*** The input ***

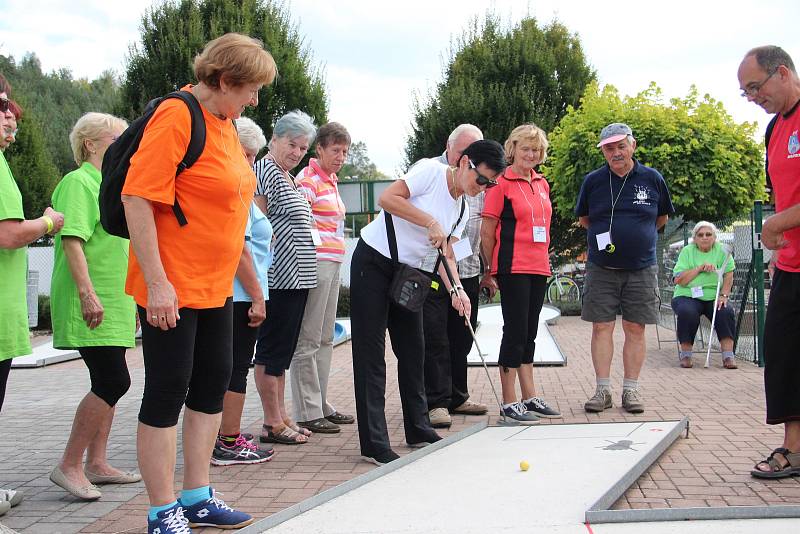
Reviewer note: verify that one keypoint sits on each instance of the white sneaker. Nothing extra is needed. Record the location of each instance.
(440, 418)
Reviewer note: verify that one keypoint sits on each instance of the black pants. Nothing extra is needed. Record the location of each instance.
(189, 364)
(108, 372)
(688, 311)
(5, 368)
(277, 336)
(521, 299)
(781, 358)
(447, 343)
(244, 339)
(371, 313)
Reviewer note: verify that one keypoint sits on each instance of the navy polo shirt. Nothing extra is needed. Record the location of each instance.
(633, 232)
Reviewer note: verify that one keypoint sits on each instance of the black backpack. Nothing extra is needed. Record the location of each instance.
(117, 160)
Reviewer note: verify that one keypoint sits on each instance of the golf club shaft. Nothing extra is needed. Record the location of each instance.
(450, 278)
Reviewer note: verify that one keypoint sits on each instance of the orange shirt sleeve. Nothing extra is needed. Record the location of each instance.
(166, 137)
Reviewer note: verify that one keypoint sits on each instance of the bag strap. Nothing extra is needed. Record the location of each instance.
(767, 136)
(447, 242)
(197, 142)
(391, 236)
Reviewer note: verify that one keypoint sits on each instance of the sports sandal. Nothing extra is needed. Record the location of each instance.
(297, 428)
(777, 469)
(282, 434)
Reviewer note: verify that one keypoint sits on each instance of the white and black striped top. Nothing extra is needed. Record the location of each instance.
(294, 263)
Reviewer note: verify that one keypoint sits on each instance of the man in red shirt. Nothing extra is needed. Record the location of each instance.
(767, 77)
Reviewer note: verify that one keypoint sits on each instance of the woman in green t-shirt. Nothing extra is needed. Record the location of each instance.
(90, 310)
(15, 234)
(695, 291)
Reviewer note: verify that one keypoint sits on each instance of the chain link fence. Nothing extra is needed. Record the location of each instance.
(738, 235)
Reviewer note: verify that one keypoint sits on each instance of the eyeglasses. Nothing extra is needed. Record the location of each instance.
(752, 89)
(481, 179)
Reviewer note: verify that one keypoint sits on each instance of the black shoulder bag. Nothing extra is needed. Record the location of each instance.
(409, 287)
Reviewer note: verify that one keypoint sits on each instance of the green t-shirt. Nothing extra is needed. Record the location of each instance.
(691, 257)
(14, 335)
(107, 259)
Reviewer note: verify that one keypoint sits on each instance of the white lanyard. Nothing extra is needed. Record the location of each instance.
(541, 202)
(619, 194)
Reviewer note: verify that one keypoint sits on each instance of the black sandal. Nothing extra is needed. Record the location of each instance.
(779, 470)
(284, 435)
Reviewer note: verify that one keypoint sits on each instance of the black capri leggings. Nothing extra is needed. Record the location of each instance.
(521, 298)
(108, 371)
(244, 339)
(5, 368)
(189, 364)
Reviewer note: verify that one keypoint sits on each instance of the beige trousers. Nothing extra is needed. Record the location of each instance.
(311, 363)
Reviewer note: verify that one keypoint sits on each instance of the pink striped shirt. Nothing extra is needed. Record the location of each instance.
(327, 209)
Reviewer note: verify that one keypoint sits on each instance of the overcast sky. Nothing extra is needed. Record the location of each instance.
(378, 55)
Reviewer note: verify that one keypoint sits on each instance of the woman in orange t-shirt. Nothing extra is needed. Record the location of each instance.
(182, 276)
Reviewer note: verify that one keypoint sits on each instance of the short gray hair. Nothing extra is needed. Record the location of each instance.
(250, 135)
(705, 224)
(295, 124)
(770, 57)
(462, 129)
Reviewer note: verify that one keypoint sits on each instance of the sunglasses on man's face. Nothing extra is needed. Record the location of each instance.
(481, 179)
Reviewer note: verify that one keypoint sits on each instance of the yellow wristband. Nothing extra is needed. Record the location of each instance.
(49, 222)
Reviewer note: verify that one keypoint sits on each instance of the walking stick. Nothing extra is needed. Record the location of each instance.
(720, 274)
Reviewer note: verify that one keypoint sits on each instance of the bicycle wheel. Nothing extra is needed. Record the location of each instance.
(563, 289)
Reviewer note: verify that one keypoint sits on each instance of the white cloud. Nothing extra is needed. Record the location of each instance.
(378, 54)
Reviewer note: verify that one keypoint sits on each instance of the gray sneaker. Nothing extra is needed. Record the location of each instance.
(520, 414)
(440, 418)
(599, 402)
(632, 401)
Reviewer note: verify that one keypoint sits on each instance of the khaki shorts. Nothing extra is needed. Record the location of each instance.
(611, 292)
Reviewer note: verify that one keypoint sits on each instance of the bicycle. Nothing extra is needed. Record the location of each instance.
(562, 288)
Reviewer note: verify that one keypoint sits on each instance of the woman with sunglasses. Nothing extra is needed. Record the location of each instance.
(90, 310)
(515, 236)
(696, 288)
(425, 206)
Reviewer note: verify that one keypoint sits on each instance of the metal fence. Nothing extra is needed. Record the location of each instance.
(750, 281)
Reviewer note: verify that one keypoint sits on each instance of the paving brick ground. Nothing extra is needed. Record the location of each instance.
(710, 468)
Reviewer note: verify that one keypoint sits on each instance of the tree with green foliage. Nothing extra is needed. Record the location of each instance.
(499, 78)
(59, 101)
(174, 32)
(34, 171)
(713, 166)
(359, 166)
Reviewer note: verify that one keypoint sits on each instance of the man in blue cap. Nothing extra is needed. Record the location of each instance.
(622, 205)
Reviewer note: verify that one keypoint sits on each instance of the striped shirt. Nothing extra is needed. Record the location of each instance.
(327, 208)
(294, 262)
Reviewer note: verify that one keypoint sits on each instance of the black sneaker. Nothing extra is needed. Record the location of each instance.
(540, 408)
(240, 452)
(381, 458)
(520, 414)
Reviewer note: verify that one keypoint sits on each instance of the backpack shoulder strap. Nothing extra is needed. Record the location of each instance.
(197, 142)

*** End of The input ***

### What the task asks
Nothing but the lines from the one that contains "the black sneaker." to the end of the listing should be given again, each exactly as it appears.

### Response to the task
Reviewer note: verify that one keypoint sits on each instance of the black sneaker. Nothing extra is needed. Record the location of each instance.
(540, 408)
(240, 452)
(381, 458)
(520, 414)
Reviewer note: verify that one keypoint sits on each instance of the backpack shoulder strap. Nothing extra is needed. Record the location of each instance.
(197, 142)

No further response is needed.